Directive: Return every line of the entries below that contains the string "station", copied without alteration.

Given records:
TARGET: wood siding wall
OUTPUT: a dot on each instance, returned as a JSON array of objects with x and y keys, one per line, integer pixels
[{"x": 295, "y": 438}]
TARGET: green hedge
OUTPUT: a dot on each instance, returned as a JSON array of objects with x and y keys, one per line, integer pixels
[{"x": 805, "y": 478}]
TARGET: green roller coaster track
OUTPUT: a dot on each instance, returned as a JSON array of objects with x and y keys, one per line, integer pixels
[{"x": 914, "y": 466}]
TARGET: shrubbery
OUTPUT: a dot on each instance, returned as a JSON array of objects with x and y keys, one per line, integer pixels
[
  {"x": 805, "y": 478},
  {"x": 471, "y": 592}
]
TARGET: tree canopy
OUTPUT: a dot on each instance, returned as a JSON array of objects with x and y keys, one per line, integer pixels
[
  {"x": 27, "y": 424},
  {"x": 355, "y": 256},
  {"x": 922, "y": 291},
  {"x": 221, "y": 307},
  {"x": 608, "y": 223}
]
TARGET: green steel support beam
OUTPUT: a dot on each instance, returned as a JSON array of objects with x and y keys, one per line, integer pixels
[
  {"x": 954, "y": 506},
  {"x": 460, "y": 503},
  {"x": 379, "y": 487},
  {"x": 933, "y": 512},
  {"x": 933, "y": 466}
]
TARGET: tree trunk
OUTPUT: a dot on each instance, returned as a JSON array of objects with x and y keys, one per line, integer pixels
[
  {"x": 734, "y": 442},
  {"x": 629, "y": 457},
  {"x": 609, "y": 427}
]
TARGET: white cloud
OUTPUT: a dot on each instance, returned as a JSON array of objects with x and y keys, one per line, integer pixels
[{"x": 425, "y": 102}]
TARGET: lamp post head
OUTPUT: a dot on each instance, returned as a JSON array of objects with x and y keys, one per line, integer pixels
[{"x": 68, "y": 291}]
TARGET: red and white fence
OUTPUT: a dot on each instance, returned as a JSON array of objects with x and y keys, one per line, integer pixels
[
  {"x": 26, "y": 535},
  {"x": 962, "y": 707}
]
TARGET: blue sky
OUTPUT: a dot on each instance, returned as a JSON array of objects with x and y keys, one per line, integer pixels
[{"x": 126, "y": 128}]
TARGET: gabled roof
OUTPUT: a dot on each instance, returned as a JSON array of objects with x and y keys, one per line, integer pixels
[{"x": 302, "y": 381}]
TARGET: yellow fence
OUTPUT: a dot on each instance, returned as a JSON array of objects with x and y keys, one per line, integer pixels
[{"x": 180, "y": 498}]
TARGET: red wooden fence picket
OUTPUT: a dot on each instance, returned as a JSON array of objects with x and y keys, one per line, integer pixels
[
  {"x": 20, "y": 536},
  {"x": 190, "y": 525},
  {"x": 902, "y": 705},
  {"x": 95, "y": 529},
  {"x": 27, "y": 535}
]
--
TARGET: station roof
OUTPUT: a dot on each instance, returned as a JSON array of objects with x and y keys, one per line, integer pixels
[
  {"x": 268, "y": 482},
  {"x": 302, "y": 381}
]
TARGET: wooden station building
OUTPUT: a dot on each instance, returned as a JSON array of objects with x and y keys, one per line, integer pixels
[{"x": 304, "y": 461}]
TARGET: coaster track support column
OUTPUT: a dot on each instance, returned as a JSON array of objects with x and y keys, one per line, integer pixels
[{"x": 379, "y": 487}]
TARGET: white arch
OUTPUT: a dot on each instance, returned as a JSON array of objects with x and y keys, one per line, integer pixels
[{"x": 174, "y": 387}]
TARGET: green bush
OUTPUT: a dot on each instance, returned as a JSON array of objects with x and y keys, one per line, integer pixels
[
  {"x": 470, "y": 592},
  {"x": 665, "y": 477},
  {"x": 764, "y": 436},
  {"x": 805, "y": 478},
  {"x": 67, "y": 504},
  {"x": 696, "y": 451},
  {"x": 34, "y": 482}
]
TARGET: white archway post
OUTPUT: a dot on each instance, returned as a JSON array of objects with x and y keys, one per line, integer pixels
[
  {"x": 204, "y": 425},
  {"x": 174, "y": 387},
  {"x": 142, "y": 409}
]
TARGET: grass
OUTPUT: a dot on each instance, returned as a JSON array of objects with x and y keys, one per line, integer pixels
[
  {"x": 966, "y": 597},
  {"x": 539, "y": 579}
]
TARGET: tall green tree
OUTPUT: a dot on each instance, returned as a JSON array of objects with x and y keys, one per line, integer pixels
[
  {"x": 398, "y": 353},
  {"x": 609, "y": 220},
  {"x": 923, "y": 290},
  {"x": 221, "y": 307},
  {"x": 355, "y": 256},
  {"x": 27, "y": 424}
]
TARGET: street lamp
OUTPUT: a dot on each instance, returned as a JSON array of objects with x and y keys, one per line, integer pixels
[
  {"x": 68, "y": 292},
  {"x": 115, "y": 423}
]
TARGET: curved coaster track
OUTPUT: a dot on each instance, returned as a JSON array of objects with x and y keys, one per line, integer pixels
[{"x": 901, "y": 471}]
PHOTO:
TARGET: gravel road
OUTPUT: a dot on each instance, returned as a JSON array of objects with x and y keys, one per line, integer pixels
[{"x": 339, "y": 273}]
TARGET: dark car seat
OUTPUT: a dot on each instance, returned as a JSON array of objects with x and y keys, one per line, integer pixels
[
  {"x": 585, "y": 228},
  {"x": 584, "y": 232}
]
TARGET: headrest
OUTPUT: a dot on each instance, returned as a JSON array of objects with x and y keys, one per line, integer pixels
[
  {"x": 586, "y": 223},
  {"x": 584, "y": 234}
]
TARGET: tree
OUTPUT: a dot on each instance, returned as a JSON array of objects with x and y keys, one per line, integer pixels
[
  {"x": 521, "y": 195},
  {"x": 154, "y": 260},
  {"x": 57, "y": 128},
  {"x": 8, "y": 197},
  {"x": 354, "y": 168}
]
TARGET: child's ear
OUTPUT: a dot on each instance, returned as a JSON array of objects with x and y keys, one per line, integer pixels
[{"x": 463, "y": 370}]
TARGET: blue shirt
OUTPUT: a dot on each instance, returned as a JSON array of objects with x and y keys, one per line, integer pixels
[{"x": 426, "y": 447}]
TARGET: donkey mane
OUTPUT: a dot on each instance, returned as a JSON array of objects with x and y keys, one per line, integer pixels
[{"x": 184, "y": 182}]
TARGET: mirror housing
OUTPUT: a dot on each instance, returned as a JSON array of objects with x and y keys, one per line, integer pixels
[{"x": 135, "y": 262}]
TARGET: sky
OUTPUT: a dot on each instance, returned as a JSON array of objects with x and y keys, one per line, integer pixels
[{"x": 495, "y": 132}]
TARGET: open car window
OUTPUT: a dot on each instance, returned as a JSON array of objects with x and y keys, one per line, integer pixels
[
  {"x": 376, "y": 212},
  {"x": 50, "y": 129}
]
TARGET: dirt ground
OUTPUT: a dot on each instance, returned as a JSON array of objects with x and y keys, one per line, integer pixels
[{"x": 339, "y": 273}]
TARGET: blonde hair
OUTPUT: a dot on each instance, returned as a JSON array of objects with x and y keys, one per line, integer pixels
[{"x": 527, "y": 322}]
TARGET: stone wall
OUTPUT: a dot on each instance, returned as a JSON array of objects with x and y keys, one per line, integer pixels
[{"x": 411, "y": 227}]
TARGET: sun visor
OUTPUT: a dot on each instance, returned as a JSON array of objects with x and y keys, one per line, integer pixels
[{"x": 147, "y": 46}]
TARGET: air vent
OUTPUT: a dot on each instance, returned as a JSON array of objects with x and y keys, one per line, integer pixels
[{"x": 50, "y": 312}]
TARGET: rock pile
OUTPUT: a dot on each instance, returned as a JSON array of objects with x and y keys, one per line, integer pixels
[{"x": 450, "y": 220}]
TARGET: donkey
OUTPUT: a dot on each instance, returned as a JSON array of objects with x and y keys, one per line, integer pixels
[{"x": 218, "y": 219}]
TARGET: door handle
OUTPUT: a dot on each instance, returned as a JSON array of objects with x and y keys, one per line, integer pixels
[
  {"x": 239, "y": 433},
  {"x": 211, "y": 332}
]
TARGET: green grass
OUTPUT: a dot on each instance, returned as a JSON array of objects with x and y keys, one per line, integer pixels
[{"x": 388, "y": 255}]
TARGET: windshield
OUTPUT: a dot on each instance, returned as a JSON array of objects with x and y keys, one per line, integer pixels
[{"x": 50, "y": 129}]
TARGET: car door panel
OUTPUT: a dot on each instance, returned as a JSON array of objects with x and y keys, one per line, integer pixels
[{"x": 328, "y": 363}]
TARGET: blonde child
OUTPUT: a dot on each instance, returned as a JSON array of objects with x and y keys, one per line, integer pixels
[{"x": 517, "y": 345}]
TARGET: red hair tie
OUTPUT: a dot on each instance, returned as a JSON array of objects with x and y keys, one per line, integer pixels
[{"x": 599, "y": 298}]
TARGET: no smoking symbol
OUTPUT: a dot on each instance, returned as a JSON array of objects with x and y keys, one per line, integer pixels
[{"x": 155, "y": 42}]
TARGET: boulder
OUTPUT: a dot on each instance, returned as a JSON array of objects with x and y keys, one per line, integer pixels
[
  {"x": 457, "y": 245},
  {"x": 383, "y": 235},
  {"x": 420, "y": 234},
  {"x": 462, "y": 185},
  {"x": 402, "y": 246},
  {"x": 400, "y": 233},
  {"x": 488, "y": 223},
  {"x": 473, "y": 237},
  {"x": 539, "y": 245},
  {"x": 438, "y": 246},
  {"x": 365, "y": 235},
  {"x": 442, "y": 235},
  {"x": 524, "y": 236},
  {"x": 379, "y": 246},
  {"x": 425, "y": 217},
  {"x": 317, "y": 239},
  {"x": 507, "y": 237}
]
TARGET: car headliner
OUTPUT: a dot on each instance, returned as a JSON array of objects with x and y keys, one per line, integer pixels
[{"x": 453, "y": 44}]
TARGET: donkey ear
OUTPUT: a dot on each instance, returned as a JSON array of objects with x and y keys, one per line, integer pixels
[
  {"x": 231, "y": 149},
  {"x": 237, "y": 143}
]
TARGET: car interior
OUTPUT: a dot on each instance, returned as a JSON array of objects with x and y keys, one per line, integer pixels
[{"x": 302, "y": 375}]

The solution:
TARGET: station roof
TARGET: wooden station building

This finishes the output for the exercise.